- Record set
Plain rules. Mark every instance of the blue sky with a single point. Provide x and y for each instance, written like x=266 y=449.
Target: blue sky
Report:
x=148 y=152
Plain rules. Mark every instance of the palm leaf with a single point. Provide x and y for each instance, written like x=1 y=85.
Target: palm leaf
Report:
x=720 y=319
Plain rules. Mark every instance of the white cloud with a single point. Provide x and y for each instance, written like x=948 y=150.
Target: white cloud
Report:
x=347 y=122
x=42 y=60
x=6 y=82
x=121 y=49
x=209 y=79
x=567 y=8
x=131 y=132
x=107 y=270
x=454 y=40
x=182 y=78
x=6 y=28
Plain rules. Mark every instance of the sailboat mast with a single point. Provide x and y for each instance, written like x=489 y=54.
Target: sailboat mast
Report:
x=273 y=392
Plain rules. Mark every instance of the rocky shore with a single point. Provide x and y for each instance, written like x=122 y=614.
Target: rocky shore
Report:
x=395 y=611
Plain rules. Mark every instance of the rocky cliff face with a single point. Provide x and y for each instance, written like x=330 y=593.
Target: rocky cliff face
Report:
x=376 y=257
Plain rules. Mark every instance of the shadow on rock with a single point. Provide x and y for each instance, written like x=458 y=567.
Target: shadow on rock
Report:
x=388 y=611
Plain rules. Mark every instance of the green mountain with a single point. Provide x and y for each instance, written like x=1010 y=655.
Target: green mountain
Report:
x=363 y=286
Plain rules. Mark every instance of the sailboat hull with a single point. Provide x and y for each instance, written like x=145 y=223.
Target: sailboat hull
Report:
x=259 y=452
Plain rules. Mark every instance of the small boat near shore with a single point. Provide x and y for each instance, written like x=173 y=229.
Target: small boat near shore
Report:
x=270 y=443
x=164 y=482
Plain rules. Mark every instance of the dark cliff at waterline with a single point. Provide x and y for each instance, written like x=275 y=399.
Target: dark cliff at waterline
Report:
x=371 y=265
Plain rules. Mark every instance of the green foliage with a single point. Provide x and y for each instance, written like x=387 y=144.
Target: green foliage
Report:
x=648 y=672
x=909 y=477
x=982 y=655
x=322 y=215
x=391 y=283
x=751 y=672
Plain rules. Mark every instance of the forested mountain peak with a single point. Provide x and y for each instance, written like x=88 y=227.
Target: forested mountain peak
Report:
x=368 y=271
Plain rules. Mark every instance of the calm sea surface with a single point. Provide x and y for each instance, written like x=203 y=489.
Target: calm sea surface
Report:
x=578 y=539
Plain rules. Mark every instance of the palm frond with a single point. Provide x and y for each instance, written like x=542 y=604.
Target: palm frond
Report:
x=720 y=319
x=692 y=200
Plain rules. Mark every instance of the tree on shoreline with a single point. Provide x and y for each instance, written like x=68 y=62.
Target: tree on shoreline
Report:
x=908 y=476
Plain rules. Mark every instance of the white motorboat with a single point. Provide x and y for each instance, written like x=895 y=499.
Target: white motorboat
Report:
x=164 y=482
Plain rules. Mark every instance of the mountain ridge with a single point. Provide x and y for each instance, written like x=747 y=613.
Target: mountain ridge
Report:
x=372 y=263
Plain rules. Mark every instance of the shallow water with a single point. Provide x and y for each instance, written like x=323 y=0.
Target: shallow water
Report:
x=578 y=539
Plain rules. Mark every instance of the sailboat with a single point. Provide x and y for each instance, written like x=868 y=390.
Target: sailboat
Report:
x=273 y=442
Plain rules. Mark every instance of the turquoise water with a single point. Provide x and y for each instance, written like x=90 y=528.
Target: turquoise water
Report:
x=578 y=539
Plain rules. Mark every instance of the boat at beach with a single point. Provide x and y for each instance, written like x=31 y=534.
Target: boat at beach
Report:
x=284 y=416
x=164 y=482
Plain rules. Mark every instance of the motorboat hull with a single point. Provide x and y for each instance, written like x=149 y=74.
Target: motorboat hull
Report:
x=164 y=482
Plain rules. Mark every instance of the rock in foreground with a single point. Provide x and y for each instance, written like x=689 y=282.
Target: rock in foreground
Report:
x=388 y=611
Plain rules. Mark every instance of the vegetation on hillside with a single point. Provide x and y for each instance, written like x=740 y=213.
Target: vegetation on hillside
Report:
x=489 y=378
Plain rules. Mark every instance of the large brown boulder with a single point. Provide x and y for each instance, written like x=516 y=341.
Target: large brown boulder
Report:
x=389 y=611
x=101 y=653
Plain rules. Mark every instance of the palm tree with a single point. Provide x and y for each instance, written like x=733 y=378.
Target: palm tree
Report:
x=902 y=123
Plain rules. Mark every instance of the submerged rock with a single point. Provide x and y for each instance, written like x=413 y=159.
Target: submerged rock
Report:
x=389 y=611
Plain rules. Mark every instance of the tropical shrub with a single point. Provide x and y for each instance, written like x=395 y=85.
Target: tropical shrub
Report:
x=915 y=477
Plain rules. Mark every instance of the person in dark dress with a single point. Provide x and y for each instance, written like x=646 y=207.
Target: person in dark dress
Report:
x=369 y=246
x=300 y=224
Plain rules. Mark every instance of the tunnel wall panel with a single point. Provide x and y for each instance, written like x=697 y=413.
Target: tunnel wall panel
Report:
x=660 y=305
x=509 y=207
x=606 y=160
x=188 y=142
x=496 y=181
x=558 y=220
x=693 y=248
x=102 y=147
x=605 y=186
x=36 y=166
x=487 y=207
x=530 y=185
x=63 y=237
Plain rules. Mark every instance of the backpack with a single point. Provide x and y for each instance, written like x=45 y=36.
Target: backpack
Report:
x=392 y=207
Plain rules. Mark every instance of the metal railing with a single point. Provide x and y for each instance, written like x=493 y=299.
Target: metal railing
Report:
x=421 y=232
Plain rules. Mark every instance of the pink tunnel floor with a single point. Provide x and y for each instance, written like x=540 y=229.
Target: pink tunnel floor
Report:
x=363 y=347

- What is asked
Repeat back the data above, exact to the last character.

- Output
Plain rules. Mark every instance of the blue sky with a single point. Provide x and y for each instance, written like x=266 y=449.
Target: blue sky
Report:
x=148 y=152
Plain rules. Mark every instance of the palm leaf with a single point. Provide x and y for each instance, written like x=1 y=85.
Target: palm leaf
Report:
x=720 y=319
Plain rules. Mark every instance of the white cloud with a single point. Provide x and y for each instance, written like x=948 y=150.
Target: white cloud
Report:
x=347 y=122
x=42 y=60
x=6 y=82
x=121 y=49
x=209 y=79
x=567 y=8
x=131 y=132
x=107 y=270
x=454 y=40
x=182 y=78
x=6 y=28
Plain rules. Mark every instance of the sailboat mast with a single point. Provide x and y for each instance, written like x=489 y=54.
Target: sailboat mast
Report:
x=273 y=392
Plain rules. Mark every instance of the rocky shore with a single point. Provide x and y for each instance, written like x=122 y=614.
Target: rocky shore
Report:
x=395 y=611
Plain rules. Mark every instance of the rocky cliff face with a single point. Provide x and y for each instance, written like x=330 y=593.
Target: rocky cliff face
Report:
x=376 y=257
Plain rules. Mark every instance of the shadow on rock with a single point. Provide x and y for each instance, written like x=458 y=567.
Target: shadow on rock
Report:
x=388 y=611
Plain rules. Mark every instance of the green mountain with a single point. Provide x and y for each instance, written like x=1010 y=655.
Target: green mountain
Report:
x=363 y=286
Plain rules. Mark every instance of the sailboat hull with a single point. Provide x and y for each instance, written like x=145 y=223.
Target: sailboat hull
Report:
x=259 y=452
Plain rules. Mark every instance of the small boat near shore with a single point. Provide x and y for each instance, written like x=173 y=229.
Target: small boat near shore
Report:
x=270 y=443
x=164 y=482
Plain rules. Mark every instance of the dark cliff at waterline with a single point. Provide x and y for each instance, written like x=275 y=399.
Target: dark cliff at waterline
Report:
x=371 y=265
Plain rules. Mark every instance of the green foliage with a single point. Provide x and y for each instance, written like x=387 y=144.
Target: green foliage
Report:
x=648 y=672
x=909 y=477
x=982 y=655
x=322 y=215
x=391 y=283
x=751 y=672
Plain rules. Mark every instance of the forested mountain peak with a single point. Provide x and y for each instance, written like x=88 y=227.
Target: forested mountain peak
Report:
x=368 y=271
Plain rules. Mark every instance of the calm sea surface with a single point. Provide x and y for each instance, written like x=203 y=489.
Target: calm sea surface
Report:
x=578 y=539
Plain rules. Mark every instance of the palm frond with a single point. Provide x and y for each instance, written like x=542 y=604.
Target: palm frond
Report:
x=720 y=319
x=692 y=200
Plain rules. Mark every instance of the tree on shoreline with a single point. Provide x and y for each instance, written like x=68 y=62.
Target: tree on shoreline
Report:
x=908 y=476
Plain rules. Mark every instance of the white motorboat with a single point. Provide x and y for each instance, written like x=895 y=499.
Target: white motorboat
Report:
x=164 y=482
Plain rules. Mark every instance of the mountain ridge with a single point. Provide x and y for each instance, written like x=747 y=613.
Target: mountain ridge
Report:
x=372 y=263
Plain rules. Mark every instance of the shallow water with a single point. Provide x and y for each instance, written like x=323 y=0.
Target: shallow water
Report:
x=578 y=539
Plain rules. Mark every instance of the sailboat with a single point. Provide x and y for each instance, written like x=868 y=390.
Target: sailboat
Report:
x=273 y=442
Plain rules. Mark every instance of the turquoise water with a single point. Provide x and y for each instance, written like x=90 y=528.
Target: turquoise water
Report:
x=578 y=539
Plain rules. Mark every instance of the boat at beach with a single point. Provide x and y for each instance, written like x=31 y=534.
Target: boat at beach
Report:
x=284 y=416
x=164 y=482
Plain rules. Mark every instance of the motorboat hull with a single point. Provide x and y for each instance, written like x=149 y=74.
Target: motorboat hull
Report:
x=164 y=482
Plain rules. Mark every instance of the rock in foreground with a single point. Provide x and y for each instance, written like x=689 y=282.
Target: rock in foreground
Report:
x=388 y=611
Plain rules. Mark every instance of the vegetation on hillside with a single point. Provide x and y for each instance, written like x=740 y=213.
Target: vegetation on hillside
Report:
x=489 y=378
Plain rules. Mark every instance of the large brown boulder with a single point. Provide x and y for each instance, written like x=516 y=341.
Target: large brown boulder
Report:
x=389 y=611
x=101 y=653
Plain rules. Mark every instance of the palm tree with a single point. Provide x and y for each instance, written like x=733 y=378.
Target: palm tree
Report:
x=902 y=123
Plain rules. Mark every instance of the submerged rock with a single point. Provide x and y for each instance, written like x=413 y=159.
Target: submerged rock
Report:
x=389 y=611
Plain rules. Mark every instance of the tropical shrub with a single point. Provide x and y for each instance, written like x=395 y=85.
Target: tropical shrub
Report:
x=915 y=477
Plain rules. Mark every instance of the person in dark dress with a single point. Provide x and y for each instance, written like x=646 y=207.
Target: person in dark dress
Report:
x=369 y=246
x=300 y=224
Plain rules. Mark every instance of the tunnel wall panel with a single point. Provide x and y for each instance, written like x=697 y=413.
Target: tunnel wall panel
Report:
x=660 y=305
x=509 y=207
x=606 y=160
x=188 y=142
x=496 y=181
x=558 y=220
x=693 y=248
x=102 y=147
x=605 y=186
x=36 y=166
x=487 y=207
x=530 y=185
x=63 y=237
Plain rules. Mark every instance of the backpack with a single point. Provide x and y for each instance, written like x=45 y=36.
Target: backpack
Report:
x=392 y=207
Plain rules. Mark every instance of the metal railing with a single point. Provide x and y for each instance, written like x=493 y=299.
Target: metal railing
Report:
x=421 y=232
Plain rules. Mark every instance of the pink tunnel floor with a single point. Provide x and y for each instance, written like x=540 y=229.
Target: pink tunnel floor
Report:
x=363 y=347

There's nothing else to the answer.